> WORK TASK
Line by line, copy out the data below exactly.
• • • • •
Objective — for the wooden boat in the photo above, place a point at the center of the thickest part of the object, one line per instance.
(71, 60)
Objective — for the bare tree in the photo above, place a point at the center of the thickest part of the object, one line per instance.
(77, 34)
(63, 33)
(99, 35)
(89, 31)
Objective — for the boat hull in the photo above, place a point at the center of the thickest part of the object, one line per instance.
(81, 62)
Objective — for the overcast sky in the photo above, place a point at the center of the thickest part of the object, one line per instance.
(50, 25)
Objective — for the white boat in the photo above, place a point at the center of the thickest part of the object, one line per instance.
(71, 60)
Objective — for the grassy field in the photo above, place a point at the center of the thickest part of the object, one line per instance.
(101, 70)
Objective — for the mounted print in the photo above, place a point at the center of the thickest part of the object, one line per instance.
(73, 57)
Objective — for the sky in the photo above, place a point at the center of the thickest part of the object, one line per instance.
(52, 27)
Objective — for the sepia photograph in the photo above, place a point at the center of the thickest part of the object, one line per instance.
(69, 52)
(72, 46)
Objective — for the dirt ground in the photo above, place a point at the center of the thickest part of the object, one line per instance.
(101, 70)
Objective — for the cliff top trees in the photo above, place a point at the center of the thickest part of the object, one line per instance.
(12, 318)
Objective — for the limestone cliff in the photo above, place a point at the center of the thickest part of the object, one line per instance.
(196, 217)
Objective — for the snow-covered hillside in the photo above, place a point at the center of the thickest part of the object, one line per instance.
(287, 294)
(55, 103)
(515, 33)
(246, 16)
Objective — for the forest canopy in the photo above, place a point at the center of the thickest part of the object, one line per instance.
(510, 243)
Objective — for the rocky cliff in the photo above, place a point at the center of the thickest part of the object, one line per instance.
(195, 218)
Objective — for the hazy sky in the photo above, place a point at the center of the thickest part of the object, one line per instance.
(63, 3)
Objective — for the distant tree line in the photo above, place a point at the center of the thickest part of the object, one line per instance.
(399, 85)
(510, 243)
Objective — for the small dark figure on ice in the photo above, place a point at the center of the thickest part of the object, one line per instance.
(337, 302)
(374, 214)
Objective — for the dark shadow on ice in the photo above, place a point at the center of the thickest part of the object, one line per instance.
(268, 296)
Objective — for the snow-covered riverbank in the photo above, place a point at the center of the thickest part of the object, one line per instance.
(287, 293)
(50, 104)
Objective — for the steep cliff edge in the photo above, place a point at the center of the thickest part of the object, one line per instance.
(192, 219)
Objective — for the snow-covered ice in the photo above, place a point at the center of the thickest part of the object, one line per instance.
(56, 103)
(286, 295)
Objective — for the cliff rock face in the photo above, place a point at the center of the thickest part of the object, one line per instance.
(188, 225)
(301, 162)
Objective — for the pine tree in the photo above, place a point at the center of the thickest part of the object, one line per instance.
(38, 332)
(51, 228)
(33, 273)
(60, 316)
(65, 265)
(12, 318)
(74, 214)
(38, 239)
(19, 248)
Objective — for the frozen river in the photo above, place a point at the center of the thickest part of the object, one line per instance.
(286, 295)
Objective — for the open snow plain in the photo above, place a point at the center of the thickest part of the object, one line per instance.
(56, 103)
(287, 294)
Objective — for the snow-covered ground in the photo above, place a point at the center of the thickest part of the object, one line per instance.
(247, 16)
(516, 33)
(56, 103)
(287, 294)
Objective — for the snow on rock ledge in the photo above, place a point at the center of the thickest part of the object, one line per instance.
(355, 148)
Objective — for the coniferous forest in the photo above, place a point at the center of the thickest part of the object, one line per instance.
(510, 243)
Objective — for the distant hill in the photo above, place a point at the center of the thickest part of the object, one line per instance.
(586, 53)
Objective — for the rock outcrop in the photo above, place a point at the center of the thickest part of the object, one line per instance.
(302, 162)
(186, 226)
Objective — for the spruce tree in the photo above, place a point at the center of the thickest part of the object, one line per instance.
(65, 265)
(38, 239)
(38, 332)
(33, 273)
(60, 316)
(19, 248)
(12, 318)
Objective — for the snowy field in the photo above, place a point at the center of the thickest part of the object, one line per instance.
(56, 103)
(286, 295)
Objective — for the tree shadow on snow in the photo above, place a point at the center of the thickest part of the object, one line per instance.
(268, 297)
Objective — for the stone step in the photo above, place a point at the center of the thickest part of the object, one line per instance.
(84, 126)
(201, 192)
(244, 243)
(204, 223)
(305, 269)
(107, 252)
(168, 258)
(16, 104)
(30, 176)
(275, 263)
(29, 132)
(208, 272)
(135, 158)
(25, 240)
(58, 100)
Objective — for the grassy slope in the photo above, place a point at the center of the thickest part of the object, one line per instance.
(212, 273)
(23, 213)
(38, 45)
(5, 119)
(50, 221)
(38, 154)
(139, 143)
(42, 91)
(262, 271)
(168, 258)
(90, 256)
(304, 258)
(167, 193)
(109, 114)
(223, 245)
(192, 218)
• • • • •
> EXERCISE RESPONSE
Objective — for the wooden boat in the photo above, place a point at the center of the thickest part of the object, one line per instance.
(71, 60)
Objective — for the bare tree in the photo above, place a point at the center of the thickest part of the object, one line per instance.
(77, 34)
(63, 33)
(99, 35)
(89, 31)
Objective — for the boat hull in the photo above, place a point at the center of the thickest part of the object, one line per instance.
(81, 62)
Objective — for the overcast sky in the photo above, place a point at the center of the thickest part of the object, one line per instance.
(50, 25)
Objective — for the white boat in the photo above, place a point at the center of the thickest part of the object, one line per instance.
(71, 60)
Objective — for the grassy field in the photo above, place a point at the center of the thickest part of the object, one line per instance.
(101, 70)
Objective — for the mounted print in the photo above, place a point at the center of the thickest part of the object, one line per instance.
(73, 57)
Objective — for the sky in the photo above, place a point at the center of the thickest part of the object, one line per instance.
(52, 27)
Objective — for the sepia photograph in the photo above, place a point at the center of the thickest part of the object, one line per instance.
(69, 52)
(72, 46)
Objective — for the dirt ground in the photo above, place a point at the center of the thickest part of the object, one line per instance.
(101, 70)
Objective — for the cliff top trees in the photo above, place a point at the center of the thickest part of the object, one line per instance.
(12, 318)
Objective — for the limestone cliff in the photo above, place a point at the center of the thickest part of the object, one line per instance.
(196, 217)
Objective — for the snow-covered hillside in the photo above, place a point at the center of the thickest part of the object, one line per instance.
(287, 294)
(55, 103)
(515, 33)
(246, 16)
Objective — for the forest canopy in the photo above, place a point at the center of the thickest part of the object, one line per instance.
(510, 243)
Objective — for the rocky cliff in the photo above, place a point at the center of the thickest part of the object, one line per instance.
(195, 218)
Objective — for the hazy sky in the photo above, place a point at the center of the thickest part of the object, one line per instance.
(63, 3)
Objective — for the distant tree line in the photo above, place a point at the center of the thickest part of the object, one line per instance.
(399, 85)
(510, 243)
Objective — for the small dark figure on ice in the photo above, place a point at the center of the thickest part of the object, one line per instance.
(337, 302)
(374, 214)
Objective — for the dark shadow on ice in the photo above, place a point at the center of the thickest part of the object, one line per instance.
(268, 296)
Objective — for the snow-covered riverbank in the photo above, place a point at the center of the thickest part of the object, one line per instance.
(287, 293)
(50, 104)
Objective — for the steep cliff edge in the photo above, place a point at the center of the thickest part of the object, one line per instance.
(192, 219)
Objective — for the snow-covered ice in the photo above, place a point at the center of the thickest part of the object, one line per instance.
(56, 103)
(286, 295)
Objective — for the cliff rock face in the photo above, place a point at the center of the thickest part of the object, one line per instance.
(188, 225)
(301, 162)
Objective — for the pine tree in the photo above, place a point at the center of the thickest part of the object, one line per instance.
(38, 332)
(51, 228)
(33, 273)
(60, 316)
(65, 265)
(12, 318)
(74, 214)
(38, 239)
(19, 248)
Objective — for the frozen river in the photo above, place a point at the center of the thickest part of the object, one line per instance.
(286, 295)
Objective — for the open snow plain in the photo above, place a point at the center of the thickest part of the object, one line per instance.
(56, 103)
(287, 294)
Objective — for the snow-covered ground in the photo above, place a point at the center of the thickest part of the object, one line per instance.
(247, 16)
(516, 33)
(56, 103)
(287, 294)
Objective — for the snow on rock ledge in the photo above, place a point at the center of the thickest part of the object, one line per instance.
(355, 148)
Objective — for the coniferous forest in the photo above, place a point at the center of the thickest part of the object, one line per instance.
(510, 243)
Objective — for the distant hill in the photo above, place a point at the center of the thickest part of the object, one line per instance.
(586, 53)
Objective — for the rock outcrop in the photo above, place a point at the center of the thickest part of the object, one line per instance.
(302, 162)
(186, 226)
Objective — for the spruce tree in the photo above, place a point at the center of the thickest part of the object, one line per instance.
(65, 265)
(38, 239)
(38, 332)
(33, 273)
(60, 316)
(19, 248)
(12, 318)
Objective — for the snowy field in the photo above, place a point at the center of the thickest part of the object, one line per instance.
(56, 103)
(286, 295)
Objective — for the tree shadow on snow in the photo above, place a point at the center of the thickest part of the object, one line per instance.
(268, 297)
Objective — for the stone step in the photo above, place a point at the center of the thickest part of the object, one line per instance.
(84, 126)
(201, 192)
(244, 243)
(204, 223)
(305, 269)
(107, 252)
(168, 258)
(16, 104)
(30, 176)
(275, 263)
(29, 132)
(208, 272)
(135, 158)
(25, 240)
(58, 100)
Objective — for the grassy slope in the photo above, place a point at the center of the thickest part of the object, one line per instance.
(212, 273)
(23, 213)
(38, 45)
(5, 119)
(50, 221)
(38, 154)
(139, 143)
(42, 91)
(262, 271)
(168, 258)
(90, 256)
(304, 258)
(167, 193)
(109, 114)
(223, 245)
(192, 218)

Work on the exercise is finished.